Lange Reifezeiten, keine Zusatzstoffe, beste Zutaten: In der Brotmanufaktur von Michael Kress dürfen Brote wieder so sein, wie sie schon immer am besten waren. Nach 30 Jahren im Beruf wagte der Weinheimer Bäcker den Neuanfang. Jetzt geht er keine Kompromisse mehr ein. Weder beim Sortiment, noch bei den Arbeitszeiten.
Wer die Brote von Michael Kress probieren will, muss nicht früh aufstehen – aber Geduld mitbringen. Von Dienstag bis Freitag öffnet seine Bäckerei in der Weinheimer Nordstadt erst um elf Uhr. Kurze Zeit später hat sich vor dem alten Fabrikgebäude oft schon eine kleine Schlange gebildet. Erst am Nachmittag zu kommen, ist allerdings auch keine Option: Offiziell hat die Bäckerei bis 18 Uhr geöffnet. Doch wenn um 16 Uhr alles ausverkauft ist (und das kommt an guten Tag schon mal vor), machen Kress und sein achtköpfiges Team früher Schluss.

**AUFGABENSTELLUNG A**
Ab welcher Uhrzeit ist die Bäckerei von Michael Kress laut dem Textauszug von Dienstag bis Freitag geöffnet?
**AUFGABENSTELLUNG B**
Gib die Einträge von der Zeile mit „Locate every instance of the building“ bis einschließlich der letzten Zeile der Einträge als nummerierte Liste wieder und lass dabei Leerzeilen weg.

**EINTRÄGE**
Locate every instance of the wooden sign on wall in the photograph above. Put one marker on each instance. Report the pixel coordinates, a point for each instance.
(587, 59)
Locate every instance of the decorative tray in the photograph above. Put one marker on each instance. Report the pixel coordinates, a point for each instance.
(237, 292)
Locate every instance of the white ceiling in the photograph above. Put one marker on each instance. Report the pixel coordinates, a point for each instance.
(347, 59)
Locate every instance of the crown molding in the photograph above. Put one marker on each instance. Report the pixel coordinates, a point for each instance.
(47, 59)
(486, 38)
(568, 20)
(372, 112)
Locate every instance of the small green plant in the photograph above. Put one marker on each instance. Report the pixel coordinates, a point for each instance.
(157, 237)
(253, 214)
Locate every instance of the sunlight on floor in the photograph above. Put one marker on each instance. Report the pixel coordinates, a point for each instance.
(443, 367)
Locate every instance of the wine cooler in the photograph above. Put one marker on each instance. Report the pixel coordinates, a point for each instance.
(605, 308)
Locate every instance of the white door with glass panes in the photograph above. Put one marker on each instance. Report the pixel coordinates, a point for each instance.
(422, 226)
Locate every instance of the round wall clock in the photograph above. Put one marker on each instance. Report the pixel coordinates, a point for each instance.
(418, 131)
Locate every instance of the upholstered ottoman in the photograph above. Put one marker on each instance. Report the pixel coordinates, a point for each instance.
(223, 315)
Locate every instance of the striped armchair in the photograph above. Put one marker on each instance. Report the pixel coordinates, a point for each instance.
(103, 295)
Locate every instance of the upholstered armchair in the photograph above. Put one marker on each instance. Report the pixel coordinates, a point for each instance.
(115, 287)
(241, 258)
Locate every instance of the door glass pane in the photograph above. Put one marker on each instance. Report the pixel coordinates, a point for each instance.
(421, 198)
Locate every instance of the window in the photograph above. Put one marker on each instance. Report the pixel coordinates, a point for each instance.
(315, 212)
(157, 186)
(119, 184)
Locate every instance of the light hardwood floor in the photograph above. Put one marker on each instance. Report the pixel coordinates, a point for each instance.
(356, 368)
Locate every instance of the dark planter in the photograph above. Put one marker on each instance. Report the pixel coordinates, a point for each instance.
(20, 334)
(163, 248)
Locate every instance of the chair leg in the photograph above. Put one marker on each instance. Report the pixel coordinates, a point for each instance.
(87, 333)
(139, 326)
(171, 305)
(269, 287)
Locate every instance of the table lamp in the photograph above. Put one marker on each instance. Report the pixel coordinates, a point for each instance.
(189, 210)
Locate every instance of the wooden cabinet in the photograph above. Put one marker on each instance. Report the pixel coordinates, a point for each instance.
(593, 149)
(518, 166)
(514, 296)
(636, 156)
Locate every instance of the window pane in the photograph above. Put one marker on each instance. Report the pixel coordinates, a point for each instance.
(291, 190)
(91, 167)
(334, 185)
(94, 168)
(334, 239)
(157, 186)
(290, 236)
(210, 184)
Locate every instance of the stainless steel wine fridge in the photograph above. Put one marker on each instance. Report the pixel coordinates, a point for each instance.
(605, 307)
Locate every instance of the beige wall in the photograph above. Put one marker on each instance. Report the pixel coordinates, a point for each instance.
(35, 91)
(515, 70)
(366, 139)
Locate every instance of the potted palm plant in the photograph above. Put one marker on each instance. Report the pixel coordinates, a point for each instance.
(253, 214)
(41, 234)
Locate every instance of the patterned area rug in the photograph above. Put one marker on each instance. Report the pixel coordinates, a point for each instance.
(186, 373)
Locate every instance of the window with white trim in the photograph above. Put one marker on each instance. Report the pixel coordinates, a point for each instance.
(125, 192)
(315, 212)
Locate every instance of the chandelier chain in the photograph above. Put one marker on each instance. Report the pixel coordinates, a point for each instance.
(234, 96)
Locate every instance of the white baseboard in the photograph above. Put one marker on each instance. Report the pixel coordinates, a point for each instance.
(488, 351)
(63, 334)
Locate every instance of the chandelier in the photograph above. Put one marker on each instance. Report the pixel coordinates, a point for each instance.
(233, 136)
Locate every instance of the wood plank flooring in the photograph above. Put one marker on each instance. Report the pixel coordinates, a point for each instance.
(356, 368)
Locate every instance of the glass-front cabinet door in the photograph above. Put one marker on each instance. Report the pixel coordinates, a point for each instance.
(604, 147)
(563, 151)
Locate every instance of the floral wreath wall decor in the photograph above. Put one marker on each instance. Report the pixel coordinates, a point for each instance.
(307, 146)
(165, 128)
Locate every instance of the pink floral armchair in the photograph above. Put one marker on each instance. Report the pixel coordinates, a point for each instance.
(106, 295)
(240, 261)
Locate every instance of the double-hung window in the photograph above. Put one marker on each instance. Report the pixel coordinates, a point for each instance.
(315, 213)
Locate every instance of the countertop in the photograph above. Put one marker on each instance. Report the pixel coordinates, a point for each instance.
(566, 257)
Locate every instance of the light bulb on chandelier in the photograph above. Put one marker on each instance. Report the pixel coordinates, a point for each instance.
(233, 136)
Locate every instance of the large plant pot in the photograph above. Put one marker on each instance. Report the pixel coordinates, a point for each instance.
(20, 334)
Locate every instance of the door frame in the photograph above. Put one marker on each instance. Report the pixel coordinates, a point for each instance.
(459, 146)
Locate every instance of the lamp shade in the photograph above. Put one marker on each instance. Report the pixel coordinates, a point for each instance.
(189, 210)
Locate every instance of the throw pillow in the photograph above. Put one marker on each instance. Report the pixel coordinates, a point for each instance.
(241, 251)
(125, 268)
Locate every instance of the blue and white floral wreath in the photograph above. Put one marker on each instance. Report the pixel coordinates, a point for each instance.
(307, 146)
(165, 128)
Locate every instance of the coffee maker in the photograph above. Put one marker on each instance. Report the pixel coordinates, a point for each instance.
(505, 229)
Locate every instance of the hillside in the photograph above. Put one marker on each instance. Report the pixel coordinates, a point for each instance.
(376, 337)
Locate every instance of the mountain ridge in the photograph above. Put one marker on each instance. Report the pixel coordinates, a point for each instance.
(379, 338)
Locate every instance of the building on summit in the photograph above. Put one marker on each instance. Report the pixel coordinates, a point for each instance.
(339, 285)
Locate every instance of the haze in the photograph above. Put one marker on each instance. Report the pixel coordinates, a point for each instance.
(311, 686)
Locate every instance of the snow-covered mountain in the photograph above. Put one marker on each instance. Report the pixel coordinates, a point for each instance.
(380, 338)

**VOLLSTÄNDIGE ANTWORT A**
Von Dienstag bis Freitag öffnet die Bäckerei erst um elf Uhr.

**VOLLSTÄNDIGE ANTWORT B**
1. Locate every instance of the building on summit in the photograph above. Put one marker on each instance. Report the pixel coordinates, a point for each instance.
2. (339, 285)
3. Locate every instance of the haze in the photograph above. Put one marker on each instance. Report the pixel coordinates, a point for each instance.
4. (311, 686)
5. Locate every instance of the snow-covered mountain in the photograph above. Put one marker on each instance. Report the pixel coordinates, a point for each instance.
6. (380, 338)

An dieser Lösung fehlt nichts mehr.